● Quoted passage:

|---|

“I was the best mother I knew how to be,” said Sue Klebold on a recent TV interview. Sue Klebold, mother of Dylan Klebold, Columbine shooter, is speaking out after seventeen years since that fatal day on April 20, 1999. We all watched in horror and asked ourselves, “How could this happen?”
How does a baby grow into a killer? How?
As a parent we believe if we do our best and love our children, everything will be fine.
Or will it?
This is what Sue Klebold thought, but things didn’t turn out okay at all. We can all point fingers and say, Well, she must not have been the best mother. And while even Kelbold has one major regret (which I’ll get to at the end of this post), it’s always easy to be on the outside of a situation and point in judgment.
What parent hasn’t struggled?
Any parent knows, being a parent is the absolute hardest job ever… EVER! And it never stops.
From the day you find out you are going to be a parent anxiety and fear can begin to take over. Will the baby be okay, will they be “normal”? Will I be a good parent?
After the child is born there are long days and nights of checking, feeding, crying. Even while they sleep we fear, Are they breathing?
When they become mobile a whole new set of concerns pop up, dominated by the thought of, Where are they?
When we have to release our child to the care of another whether for school, church, or outside activities we fear Are they safe? Are they being treated fairly?
By the time they reach adolescence a whole new set of unimaginable concerns and fears emerge. We pray, God, please, help them make good choices!
The first time they take the car out, we wait anxiously listening for sounds of the car’s return, the slam of the car door brings intense relief.

|---|

● Goal of the exercise:
Rewrite the passage on parenting, starting at "As a parent" and ending at "point in judgment.", changing "regret" to "remorse".

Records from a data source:

|---|

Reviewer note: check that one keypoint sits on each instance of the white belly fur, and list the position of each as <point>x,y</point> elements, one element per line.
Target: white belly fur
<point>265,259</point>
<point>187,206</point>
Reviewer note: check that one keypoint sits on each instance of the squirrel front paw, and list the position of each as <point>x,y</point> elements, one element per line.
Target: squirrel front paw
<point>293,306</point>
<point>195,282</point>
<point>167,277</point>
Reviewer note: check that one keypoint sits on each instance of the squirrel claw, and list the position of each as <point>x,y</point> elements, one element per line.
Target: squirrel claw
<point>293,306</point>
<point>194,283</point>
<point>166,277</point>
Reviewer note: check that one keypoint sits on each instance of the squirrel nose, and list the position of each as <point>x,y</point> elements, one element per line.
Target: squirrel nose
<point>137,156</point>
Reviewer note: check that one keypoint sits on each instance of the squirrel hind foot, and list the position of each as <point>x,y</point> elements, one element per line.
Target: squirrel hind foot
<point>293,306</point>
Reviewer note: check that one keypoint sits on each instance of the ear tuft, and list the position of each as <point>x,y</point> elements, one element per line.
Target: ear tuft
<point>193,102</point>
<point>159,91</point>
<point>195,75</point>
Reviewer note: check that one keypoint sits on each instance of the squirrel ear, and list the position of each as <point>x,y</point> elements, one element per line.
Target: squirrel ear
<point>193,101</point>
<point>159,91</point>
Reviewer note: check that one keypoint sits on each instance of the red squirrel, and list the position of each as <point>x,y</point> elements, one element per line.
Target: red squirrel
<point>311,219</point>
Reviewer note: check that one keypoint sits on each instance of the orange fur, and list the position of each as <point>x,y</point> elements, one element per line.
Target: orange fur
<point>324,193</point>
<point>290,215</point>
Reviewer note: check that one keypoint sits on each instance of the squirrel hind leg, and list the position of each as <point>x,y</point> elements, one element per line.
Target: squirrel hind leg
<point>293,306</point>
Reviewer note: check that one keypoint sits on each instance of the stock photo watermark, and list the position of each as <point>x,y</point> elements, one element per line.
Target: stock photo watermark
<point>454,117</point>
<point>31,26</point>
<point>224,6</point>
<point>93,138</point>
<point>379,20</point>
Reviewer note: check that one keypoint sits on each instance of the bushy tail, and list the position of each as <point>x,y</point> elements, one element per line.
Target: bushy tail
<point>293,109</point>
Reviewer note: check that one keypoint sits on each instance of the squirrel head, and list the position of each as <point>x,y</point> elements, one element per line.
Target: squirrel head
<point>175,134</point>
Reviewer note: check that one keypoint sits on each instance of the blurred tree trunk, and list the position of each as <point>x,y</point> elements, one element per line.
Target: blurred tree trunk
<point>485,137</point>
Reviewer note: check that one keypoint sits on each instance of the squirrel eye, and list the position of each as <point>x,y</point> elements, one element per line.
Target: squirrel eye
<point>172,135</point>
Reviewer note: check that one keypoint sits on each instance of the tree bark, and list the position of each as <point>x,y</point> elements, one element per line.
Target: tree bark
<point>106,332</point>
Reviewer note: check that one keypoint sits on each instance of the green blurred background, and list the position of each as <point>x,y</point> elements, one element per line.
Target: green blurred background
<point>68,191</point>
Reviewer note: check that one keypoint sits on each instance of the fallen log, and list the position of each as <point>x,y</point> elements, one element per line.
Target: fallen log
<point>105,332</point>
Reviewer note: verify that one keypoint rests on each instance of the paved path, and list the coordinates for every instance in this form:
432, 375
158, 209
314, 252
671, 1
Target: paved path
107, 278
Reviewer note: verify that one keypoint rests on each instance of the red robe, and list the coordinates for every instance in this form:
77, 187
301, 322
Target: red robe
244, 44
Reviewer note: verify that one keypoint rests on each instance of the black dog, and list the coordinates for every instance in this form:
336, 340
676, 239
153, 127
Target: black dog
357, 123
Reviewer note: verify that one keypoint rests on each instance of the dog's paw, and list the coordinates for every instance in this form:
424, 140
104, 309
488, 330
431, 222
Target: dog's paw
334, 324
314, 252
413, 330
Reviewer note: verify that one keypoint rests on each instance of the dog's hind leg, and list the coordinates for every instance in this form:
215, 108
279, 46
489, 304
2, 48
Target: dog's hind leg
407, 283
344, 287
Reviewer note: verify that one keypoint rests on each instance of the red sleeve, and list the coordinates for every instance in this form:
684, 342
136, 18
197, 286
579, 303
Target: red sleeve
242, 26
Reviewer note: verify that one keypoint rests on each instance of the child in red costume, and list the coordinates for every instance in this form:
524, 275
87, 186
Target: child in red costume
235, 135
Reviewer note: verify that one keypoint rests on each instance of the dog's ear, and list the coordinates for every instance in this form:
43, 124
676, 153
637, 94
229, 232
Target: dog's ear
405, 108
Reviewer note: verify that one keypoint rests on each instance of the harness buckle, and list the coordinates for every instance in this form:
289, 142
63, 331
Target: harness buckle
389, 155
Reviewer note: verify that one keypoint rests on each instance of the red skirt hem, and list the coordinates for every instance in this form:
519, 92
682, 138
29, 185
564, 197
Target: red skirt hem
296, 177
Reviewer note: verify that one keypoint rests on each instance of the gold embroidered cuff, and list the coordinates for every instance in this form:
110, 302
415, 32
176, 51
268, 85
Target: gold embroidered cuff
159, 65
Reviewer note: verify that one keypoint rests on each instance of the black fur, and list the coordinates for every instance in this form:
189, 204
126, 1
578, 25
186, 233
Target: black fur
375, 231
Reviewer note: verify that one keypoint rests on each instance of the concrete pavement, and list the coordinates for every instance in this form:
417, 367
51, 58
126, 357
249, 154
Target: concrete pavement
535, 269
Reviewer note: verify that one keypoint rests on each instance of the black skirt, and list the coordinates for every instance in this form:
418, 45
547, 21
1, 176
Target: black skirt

|---|

● The completed task:
As a parent we believe if we do our best and love our children, everything will be fine.
Or will it?
This is what Sue Klebold thought, but things didn’t turn out okay at all. We can all point fingers and say, Well, she must not have been the best mother. And while even Kelbold has one major remorse (which I’ll get to at the end of this post), it’s always easy to be on the outside of a situation and point in judgment.